Teacher’s Lounge Blog

Learn more about teacher preparation, test tips, online learning, professional development, and a variety of other valuable teacher topics.

Financial Responsibilities are Sometimes Prohibitive for Prospective Teachers

October 16th, 2019 | Comments Off on Financial Responsibilities are Sometimes Prohibitive for Prospective Teachers | Certification Prep, Teacher's Lounge Blog, Teaching Licenses

Not only does it take a lot of time to become a teacher, but it can also be quite expensive. College itself is a costly enterprise for most individuals, but when adding in expenses for student teaching, buying classroom supplies, as well as certification and teacher proficiency tests, many prospective educators must make major sacrifices.

There has been a debate for years, which will likely continue for many more, about teacher compensation, but that usually does not include the costs to start a teaching career. It costs more to go to college today, but according to the NEA, the average salary for teachers has decreased by more than 4% in the last ten years. In 2018, the average national teacher salary was $39,249. During the same period, the College Board stated that in-state students across the country spent almost $21,000 on tuition, room, and board.

A prospective teacher’s second year in college is often when the decision is made to stick with the program or not. When learning about the money they must spend to achieve their reality; sometimes, students opt not to continue with the teaching program. The cost can be prohibitive for many individuals.

Expenses for teacher candidates include background checks before entering the classroom for observations and student teaching, insurance, entrance assessments, and certification, and content mastery exams. Also, because of the demands of the classroom during student teaching, most people are unable to maintain another job to help pay for these fees.

While tuition and related costs to become a teacher are still rising, there are programs available in some locations to assist future educators in meeting financial demands. It may be possible to apply for TEACH or Teacher Education Assistance for College and Higher Education Grants, which have requirements for taking particular classes and jobs to meet grant specifications. In Georgia, some programs have grants and guarantees for jobs within certain districts to ease worries about getting a job after graduation.

These types of programs can not only ease anxiety about meeting financial obligations to become a teacher but also provides welcome support for those who will teach the children who are our future.

What New (and Not-So-New) Teachers Need to Know Before Entering the Classroom this Year

August 26th, 2019 | Comments Off on What New (and Not-So-New) Teachers Need to Know Before Entering the Classroom this Year | Teacher's Lounge Blog, Teaching Licenses

It’s not only brand-new educators who have the jitters before the opening of school each year. Veteran teachers often feel the same way. Everyone wants to make sure they have everything they need in the classroom, as well as being as prepared as possible to make the school year start on a positive note.

Many studies have asked returning teachers what their recommendations are for the newest educators entering their classes for the first time. Here are just a few of the responses:

  • While academics are certainly important, it is also essential to build a sense of community within the classroom. Get to know each of your students on a personal basis.
  • Classroom management is critical. Outlining your expectations and that of the school right at the beginning allows for a more conducive environment for learning.

- - - -

* Instruction A *
Pull out every line of the listing below that contains the word "white". Case counts.

- - - -

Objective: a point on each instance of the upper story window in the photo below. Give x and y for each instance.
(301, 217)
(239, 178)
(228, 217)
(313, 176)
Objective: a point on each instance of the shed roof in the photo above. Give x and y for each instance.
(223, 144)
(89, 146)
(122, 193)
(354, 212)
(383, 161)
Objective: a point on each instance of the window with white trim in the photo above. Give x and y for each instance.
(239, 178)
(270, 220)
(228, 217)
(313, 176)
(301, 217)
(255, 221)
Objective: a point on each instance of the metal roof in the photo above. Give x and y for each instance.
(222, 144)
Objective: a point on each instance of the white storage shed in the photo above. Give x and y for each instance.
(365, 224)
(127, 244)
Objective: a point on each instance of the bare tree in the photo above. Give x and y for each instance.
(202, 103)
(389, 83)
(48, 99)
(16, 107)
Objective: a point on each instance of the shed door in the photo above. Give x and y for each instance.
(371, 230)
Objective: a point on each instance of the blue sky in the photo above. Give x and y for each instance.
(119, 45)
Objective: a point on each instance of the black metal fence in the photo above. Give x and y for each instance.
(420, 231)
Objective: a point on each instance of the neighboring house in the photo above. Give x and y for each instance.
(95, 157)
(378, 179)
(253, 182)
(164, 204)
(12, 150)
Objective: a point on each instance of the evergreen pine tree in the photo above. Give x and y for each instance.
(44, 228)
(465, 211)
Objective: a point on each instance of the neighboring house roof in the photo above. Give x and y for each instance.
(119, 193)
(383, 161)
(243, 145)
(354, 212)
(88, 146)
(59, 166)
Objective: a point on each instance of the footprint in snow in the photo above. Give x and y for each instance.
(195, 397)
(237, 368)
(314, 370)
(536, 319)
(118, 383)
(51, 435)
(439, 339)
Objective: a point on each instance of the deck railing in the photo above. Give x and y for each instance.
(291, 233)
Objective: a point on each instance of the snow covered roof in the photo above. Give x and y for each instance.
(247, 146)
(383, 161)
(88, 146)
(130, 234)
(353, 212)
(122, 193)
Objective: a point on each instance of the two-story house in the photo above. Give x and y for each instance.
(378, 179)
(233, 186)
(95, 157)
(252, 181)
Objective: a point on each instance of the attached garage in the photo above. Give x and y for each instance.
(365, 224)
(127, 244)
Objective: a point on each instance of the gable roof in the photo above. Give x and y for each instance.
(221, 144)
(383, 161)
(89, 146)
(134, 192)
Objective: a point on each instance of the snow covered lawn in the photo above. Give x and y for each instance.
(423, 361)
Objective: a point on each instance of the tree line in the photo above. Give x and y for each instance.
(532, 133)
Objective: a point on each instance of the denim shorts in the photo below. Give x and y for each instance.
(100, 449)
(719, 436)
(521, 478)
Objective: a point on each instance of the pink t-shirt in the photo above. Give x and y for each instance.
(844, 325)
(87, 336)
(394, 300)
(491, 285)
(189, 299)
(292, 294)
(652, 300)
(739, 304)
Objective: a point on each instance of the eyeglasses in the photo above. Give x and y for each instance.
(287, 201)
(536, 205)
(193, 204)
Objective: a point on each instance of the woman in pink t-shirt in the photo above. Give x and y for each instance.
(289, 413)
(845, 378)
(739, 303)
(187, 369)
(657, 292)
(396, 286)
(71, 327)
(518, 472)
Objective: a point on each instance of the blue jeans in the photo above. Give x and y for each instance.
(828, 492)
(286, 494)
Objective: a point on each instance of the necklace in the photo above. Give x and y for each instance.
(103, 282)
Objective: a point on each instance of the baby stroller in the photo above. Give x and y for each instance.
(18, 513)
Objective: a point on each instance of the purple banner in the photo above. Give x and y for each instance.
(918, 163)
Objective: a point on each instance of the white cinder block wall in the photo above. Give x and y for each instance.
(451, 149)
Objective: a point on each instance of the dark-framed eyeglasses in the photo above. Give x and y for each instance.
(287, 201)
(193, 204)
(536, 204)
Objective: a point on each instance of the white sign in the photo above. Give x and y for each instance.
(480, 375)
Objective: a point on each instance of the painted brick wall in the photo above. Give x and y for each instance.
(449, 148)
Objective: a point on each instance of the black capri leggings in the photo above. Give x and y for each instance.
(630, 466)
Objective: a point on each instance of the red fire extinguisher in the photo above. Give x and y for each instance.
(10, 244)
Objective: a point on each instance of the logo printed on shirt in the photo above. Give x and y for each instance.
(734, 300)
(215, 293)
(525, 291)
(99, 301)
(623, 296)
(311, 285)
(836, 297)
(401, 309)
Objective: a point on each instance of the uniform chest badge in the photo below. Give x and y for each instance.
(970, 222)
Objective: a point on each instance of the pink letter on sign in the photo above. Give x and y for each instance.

- - - -

* Instruction B *
Write out the part of the teacher blog page from "It’s not only" up to and including "a positive note.".

* Correct response A *
Objective: a point on each instance of the window with white trim in the photo above. Give x and y for each instance.
Objective: a point on each instance of the white storage shed in the photo above. Give x and y for each instance.
Objective: a point on each instance of the white cinder block wall in the photo above. Give x and y for each instance.
Objective: a point on each instance of the white sign in the photo above. Give x and y for each instance.

* Correct response B *
It’s not only brand-new educators who have the jitters before the opening of school each year. Veteran teachers often feel the same way. Everyone wants to make sure they have everything they need in the classroom, as well as being as prepared as possible to make the school year start on a positive note.